GIVEN INFORMATION:
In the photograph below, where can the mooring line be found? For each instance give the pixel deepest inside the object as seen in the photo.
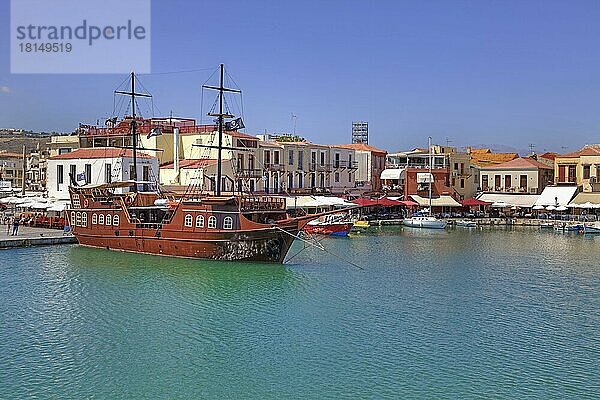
(322, 248)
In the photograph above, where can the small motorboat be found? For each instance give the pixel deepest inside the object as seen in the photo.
(592, 228)
(425, 222)
(360, 226)
(465, 223)
(568, 227)
(332, 225)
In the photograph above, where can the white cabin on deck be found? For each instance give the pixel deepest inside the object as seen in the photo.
(99, 165)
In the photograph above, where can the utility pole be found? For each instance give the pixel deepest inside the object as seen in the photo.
(24, 171)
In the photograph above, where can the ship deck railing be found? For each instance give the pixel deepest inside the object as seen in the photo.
(257, 203)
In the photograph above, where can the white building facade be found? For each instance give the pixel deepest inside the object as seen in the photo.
(99, 165)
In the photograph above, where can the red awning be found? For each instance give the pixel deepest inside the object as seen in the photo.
(409, 203)
(474, 202)
(385, 202)
(364, 202)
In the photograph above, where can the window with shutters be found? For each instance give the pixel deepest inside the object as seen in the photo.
(212, 221)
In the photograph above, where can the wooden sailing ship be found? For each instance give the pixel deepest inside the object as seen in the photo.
(119, 216)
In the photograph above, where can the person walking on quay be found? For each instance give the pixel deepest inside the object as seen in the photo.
(16, 226)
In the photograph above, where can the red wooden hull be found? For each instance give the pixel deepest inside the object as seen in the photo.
(333, 229)
(233, 235)
(239, 246)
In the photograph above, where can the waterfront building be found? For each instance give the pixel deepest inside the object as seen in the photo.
(486, 157)
(370, 163)
(360, 132)
(464, 175)
(11, 169)
(407, 173)
(94, 166)
(308, 167)
(581, 168)
(521, 175)
(36, 168)
(61, 144)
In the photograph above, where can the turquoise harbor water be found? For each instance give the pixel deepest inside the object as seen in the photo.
(434, 314)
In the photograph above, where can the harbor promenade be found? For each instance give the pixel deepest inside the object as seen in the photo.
(34, 237)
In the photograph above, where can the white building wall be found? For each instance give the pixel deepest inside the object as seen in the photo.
(532, 179)
(120, 171)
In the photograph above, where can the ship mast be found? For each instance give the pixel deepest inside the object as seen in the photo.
(220, 116)
(430, 173)
(134, 138)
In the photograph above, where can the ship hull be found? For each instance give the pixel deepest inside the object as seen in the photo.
(342, 229)
(264, 246)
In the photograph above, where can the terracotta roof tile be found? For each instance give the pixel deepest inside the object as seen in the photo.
(362, 147)
(99, 152)
(520, 163)
(487, 159)
(192, 163)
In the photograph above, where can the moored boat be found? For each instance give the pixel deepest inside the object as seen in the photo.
(132, 216)
(332, 225)
(466, 223)
(591, 228)
(425, 222)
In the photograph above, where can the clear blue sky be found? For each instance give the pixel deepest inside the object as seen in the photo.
(476, 72)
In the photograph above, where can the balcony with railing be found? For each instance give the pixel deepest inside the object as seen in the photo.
(318, 167)
(273, 167)
(248, 173)
(343, 164)
(262, 203)
(516, 190)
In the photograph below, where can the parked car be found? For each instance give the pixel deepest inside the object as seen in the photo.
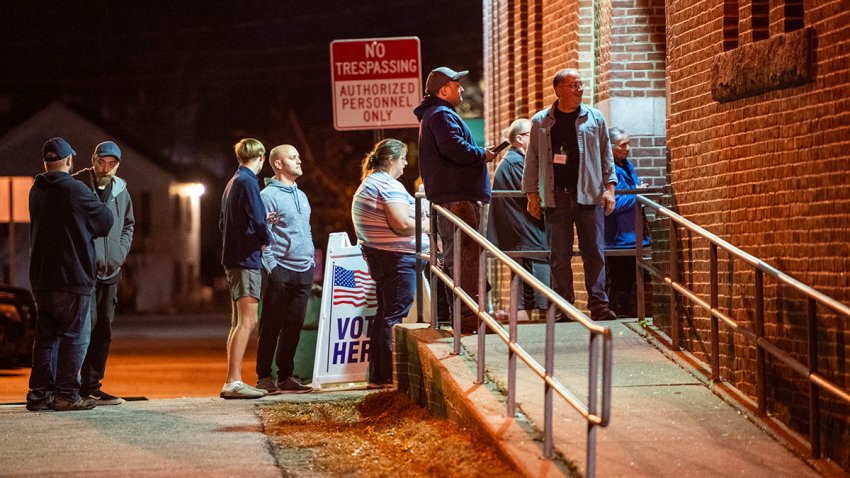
(17, 326)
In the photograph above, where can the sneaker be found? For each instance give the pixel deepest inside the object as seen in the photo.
(293, 385)
(103, 398)
(379, 386)
(241, 390)
(602, 313)
(63, 404)
(41, 405)
(268, 384)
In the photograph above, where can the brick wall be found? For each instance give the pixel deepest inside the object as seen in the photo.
(764, 168)
(767, 172)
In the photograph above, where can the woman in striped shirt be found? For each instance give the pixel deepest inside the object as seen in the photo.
(385, 223)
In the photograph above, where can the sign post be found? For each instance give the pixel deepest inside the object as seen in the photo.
(376, 83)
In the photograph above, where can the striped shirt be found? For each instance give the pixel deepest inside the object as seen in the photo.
(368, 211)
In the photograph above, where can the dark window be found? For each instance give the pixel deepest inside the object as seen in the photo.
(761, 19)
(730, 25)
(793, 15)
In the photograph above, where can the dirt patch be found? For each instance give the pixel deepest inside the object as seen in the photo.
(377, 435)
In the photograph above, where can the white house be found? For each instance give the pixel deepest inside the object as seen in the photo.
(163, 269)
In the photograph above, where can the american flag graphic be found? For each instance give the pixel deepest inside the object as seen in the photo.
(354, 288)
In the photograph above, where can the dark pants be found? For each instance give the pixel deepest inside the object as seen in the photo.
(102, 315)
(284, 307)
(621, 287)
(394, 274)
(63, 328)
(470, 213)
(589, 224)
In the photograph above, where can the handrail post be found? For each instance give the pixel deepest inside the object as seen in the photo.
(674, 277)
(715, 333)
(418, 269)
(814, 390)
(482, 327)
(549, 366)
(759, 326)
(512, 303)
(641, 306)
(432, 278)
(456, 304)
(592, 409)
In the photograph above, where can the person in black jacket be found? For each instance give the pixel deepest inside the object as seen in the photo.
(111, 253)
(65, 217)
(244, 235)
(454, 172)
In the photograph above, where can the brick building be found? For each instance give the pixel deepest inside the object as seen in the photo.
(751, 101)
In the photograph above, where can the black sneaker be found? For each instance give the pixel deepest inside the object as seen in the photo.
(63, 404)
(292, 385)
(103, 398)
(41, 405)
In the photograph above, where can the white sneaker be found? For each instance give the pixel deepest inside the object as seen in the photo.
(241, 390)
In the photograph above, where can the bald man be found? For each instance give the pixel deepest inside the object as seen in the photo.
(288, 263)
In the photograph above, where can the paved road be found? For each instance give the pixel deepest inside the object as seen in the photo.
(158, 356)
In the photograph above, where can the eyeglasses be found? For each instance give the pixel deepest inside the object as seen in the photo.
(576, 85)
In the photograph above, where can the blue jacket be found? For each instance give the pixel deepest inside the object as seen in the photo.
(243, 222)
(452, 166)
(620, 224)
(65, 217)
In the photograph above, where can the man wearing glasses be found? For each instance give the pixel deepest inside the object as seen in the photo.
(570, 164)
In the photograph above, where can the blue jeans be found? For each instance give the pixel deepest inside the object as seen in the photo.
(63, 330)
(395, 285)
(589, 223)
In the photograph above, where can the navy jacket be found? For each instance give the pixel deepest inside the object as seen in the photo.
(243, 222)
(452, 166)
(65, 217)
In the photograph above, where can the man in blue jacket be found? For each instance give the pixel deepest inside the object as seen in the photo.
(111, 253)
(65, 217)
(454, 173)
(244, 235)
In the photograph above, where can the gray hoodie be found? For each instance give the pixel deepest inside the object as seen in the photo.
(291, 239)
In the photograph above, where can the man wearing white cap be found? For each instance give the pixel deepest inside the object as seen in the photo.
(454, 172)
(111, 253)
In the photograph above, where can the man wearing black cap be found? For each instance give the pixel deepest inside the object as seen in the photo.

WORK INSTRUCTIONS: With the images left out, set down every entry exactly.

RESPONSE FOR THIS EXERCISE:
In the photograph below, where can the mooring line be found? For each instance give the pixel deepest inside the object as seen in the photo.
(322, 248)
In the photograph above, where can the small motorboat be found? For each instance give the pixel deepest inside the object as seen in the photo.
(592, 228)
(425, 222)
(360, 226)
(465, 223)
(568, 227)
(332, 225)
In the photograph above, where can the white cabin on deck be found? For each instance give the pixel deepest inside the object as seen in the photo.
(99, 165)
In the photograph above, where can the utility pole be found? For each instance give the pixel deepest inside the object as seen in the photo.
(24, 171)
In the photograph above, where can the ship deck railing be found? For each instance give the pixel deepest inside the object as seen in the photo.
(257, 203)
In the photograph above, where can the white building facade be found? For each instance give the pixel deepest inside the object as seen in the photo.
(99, 165)
In the photograph above, where can the red awning be found? For each instance give the pixel deepest inside the object as seen in the photo.
(409, 203)
(474, 202)
(385, 202)
(364, 202)
In the photograph above, where can the window with shutters be found? For each instance give the pixel deepest inside the object as seen in the photo.
(212, 221)
In the photograph above, where can the wooden sailing ship be found? For each instance give the pixel deepest inside the object as seen in the photo.
(119, 216)
In the photograph above, where can the person walking on quay be found? For each instance give the pixel deepest inside the object as seen in the photo.
(16, 226)
In the photograph above, where can the red wooden hull be found? For each instance give the pixel deepest inside the object as seen in the photo.
(333, 229)
(233, 235)
(239, 246)
In the photograph above, where can the waterfront building be found? For each instance give the pixel deepest inside the object as seen in the photo.
(486, 157)
(370, 163)
(360, 132)
(464, 175)
(11, 169)
(407, 173)
(94, 166)
(308, 167)
(581, 168)
(521, 175)
(36, 168)
(61, 144)
In the photograph above, where can the turquoise harbor water be found? For each instance give the pixel deepest inside the object as seen in the photo.
(434, 314)
In the photograph above, where can the harbor promenade be found? For each instance give the pixel deepest inside the object as seen in the photo.
(34, 237)
In the photograph above, where can the white building wall be found? For each instance give the pixel deepest inside the object as seen in the photo.
(532, 179)
(120, 171)
In the photograph above, where can the ship mast be found? For each instance give the pixel deepest inside the object as seen in the photo.
(220, 116)
(430, 173)
(134, 138)
In the photograph above, where can the ship hull be found? For each instance give the pixel deepest inside the object as seen in the photo.
(342, 229)
(264, 246)
In the photograph above, where can the terracotta roof tile be found? For each instance give the pixel deepest inside the object as seen in the photo.
(362, 147)
(99, 152)
(520, 163)
(487, 159)
(192, 163)
In the photograph above, where can the moored boat be found? For each instance give the pixel deepest inside the object as seen in the photo.
(132, 216)
(332, 225)
(466, 223)
(591, 228)
(425, 222)
In the photograph above, where can the clear blue sky be found? For each instance give the pixel deepest inside the object as seen in the photo.
(476, 72)
In the photograph above, where can the balcony with railing be found? For each instance give the pixel deepest inside the object as seen in the photo.
(318, 167)
(273, 167)
(248, 173)
(343, 164)
(262, 203)
(516, 190)
In the photograph below, where can the parked car be found? For each instance give the pixel deepest inside the object as seen in the photo.
(17, 326)
In the photograph above, where can the sneaker be found? For each instance give the pixel deepest inside the object as seen in the photo.
(293, 385)
(103, 398)
(379, 386)
(241, 390)
(602, 313)
(63, 404)
(41, 405)
(268, 384)
In the photograph above, where can the brick wall be found? For each instance give the pixel deepest inside the object as seen in the photo.
(764, 168)
(767, 172)
In the photograph above, where can the woman in striped shirt be found? For each instance give the pixel deepest inside the object as seen in the photo.
(385, 223)
In the photograph above, where can the sign post be found? For each instance give the pixel deepest inside the object as seen in the photo.
(376, 83)
In the photograph above, where can the striped shirt be found? For each instance give the pixel deepest inside the object as seen in the photo.
(368, 211)
In the photograph above, where can the dark window be found? For each instance give the pixel deepest inside the object as seen in the photo.
(761, 19)
(730, 25)
(793, 15)
In the photograph above, where can the dirt patch be found? For each instance give the pixel deepest inside the object as seen in the photo.
(377, 435)
In the photograph above, where can the white house be found? For each instance give the pixel deepest inside the object as seen in the photo.
(163, 269)
In the photograph above, where can the american flag graphic be found? For each instance give the pixel deepest inside the object as seen in the photo.
(354, 288)
In the photograph above, where can the dark pants be found? For each instance give the pixel deepest inside the object as seen in the photo.
(102, 315)
(284, 307)
(621, 287)
(394, 274)
(63, 328)
(470, 213)
(589, 224)
In the photograph above, where can the handrail post be found? For each instance give the pixel deepest inside the object as seen in the photo.
(674, 277)
(715, 333)
(418, 269)
(814, 390)
(482, 327)
(549, 366)
(759, 326)
(512, 303)
(641, 306)
(432, 278)
(456, 304)
(592, 409)
In the photograph above, where can the person in black jacket be found? For each instance give the pixel deepest inside the object as seen in the photo.
(111, 253)
(65, 217)
(244, 235)
(454, 172)
In the photograph above, where can the brick building be found? For each instance give the pixel deepest inside the object as seen in the photo.
(751, 101)
In the photograph above, where can the black sneaker be found? For each instance give the pixel deepest inside the object as seen in the photo.
(63, 404)
(292, 385)
(103, 398)
(41, 405)
In the photograph above, where can the white sneaker be found? For each instance give the pixel deepest inside the object as seen in the photo.
(241, 390)
In the photograph above, where can the bald man be found? For each instance give the pixel deepest inside the object as seen in the photo.
(288, 263)
In the photograph above, where can the paved road be found? For each instance give the pixel deepest inside the object as seen in the photo.
(158, 356)
In the photograph above, where can the eyeglasses be found? For each instance give the pixel deepest inside the object as seen in the photo.
(576, 85)
In the photograph above, where can the blue jacket be found? For each instance give the pixel deepest inside the object as seen in the photo.
(243, 222)
(452, 166)
(620, 224)
(65, 217)
In the photograph above, where can the man wearing glasses be found? For each instance give the pixel deepest inside the object as seen in the photo.
(570, 164)
In the photograph above, where can the blue jeans be found? For each instance give the pixel deepest inside the object as seen in the photo.
(63, 330)
(395, 285)
(589, 223)
In the photograph above, where can the navy jacket be found? For each instance give the pixel deepest inside the object as seen in the photo.
(243, 222)
(452, 166)
(65, 217)
In the photograph above, where can the man in blue jacket be found? For each instance give the pixel deepest inside the object as seen in the photo.
(111, 253)
(65, 217)
(454, 173)
(244, 235)
In the photograph above, where can the gray hoodie be found? For each instance give the pixel deepest inside the object as seen in the photo.
(291, 239)
In the photograph above, where can the man wearing white cap be found? For each instance give the pixel deepest inside the object as seen in the photo.
(454, 172)
(111, 253)
In the photograph above, where can the man wearing black cap be found? For each instance give the pixel deepest inside the object as seen in the photo.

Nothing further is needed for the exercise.